- **Request**: From the records below, render the stretch that opens with the line containing "Where can you find the green sepal" and closes with the line containing "pixel 409 297", both included, as a Markdown table with columns headed Entry and Line, numbering each row and skipping blank lines.

- **Extracted entries**:
--
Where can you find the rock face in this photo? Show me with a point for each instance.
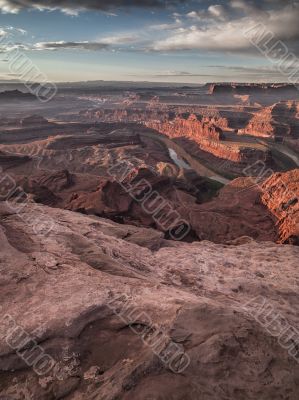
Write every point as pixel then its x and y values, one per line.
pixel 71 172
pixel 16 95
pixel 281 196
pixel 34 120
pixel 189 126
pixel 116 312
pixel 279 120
--
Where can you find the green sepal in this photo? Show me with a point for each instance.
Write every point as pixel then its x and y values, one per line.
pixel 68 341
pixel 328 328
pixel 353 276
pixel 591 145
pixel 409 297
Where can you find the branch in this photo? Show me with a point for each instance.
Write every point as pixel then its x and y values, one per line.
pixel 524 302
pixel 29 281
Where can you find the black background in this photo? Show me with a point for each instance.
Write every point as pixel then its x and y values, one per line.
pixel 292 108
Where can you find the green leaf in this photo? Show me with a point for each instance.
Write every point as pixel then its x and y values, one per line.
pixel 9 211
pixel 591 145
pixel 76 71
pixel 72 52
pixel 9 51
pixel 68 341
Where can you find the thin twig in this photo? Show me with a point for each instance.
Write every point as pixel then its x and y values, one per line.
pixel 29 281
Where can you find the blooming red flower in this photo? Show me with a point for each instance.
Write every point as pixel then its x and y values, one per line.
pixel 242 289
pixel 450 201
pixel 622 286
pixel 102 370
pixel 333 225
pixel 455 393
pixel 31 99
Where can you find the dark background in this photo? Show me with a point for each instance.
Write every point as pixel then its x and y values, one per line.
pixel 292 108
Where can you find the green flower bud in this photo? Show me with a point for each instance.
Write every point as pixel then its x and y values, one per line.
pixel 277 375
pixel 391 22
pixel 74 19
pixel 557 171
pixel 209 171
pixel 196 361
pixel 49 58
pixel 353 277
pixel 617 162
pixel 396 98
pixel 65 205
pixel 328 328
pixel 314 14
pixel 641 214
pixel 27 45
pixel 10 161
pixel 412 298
--
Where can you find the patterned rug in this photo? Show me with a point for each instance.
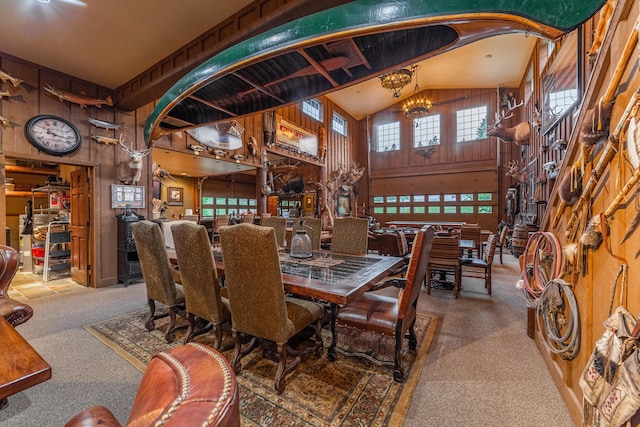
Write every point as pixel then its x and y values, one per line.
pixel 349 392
--
- **Solution for this problem**:
| Entry | Line |
|---|---|
| 1 | Where can you find the green sepal in this photo? Show me with a point for each instance. |
| 2 | Write every point as pixel then its x and y values, one per line. |
| 3 | pixel 68 341 |
| 4 | pixel 328 328 |
| 5 | pixel 353 276 |
| 6 | pixel 591 145 |
| 7 | pixel 409 297 |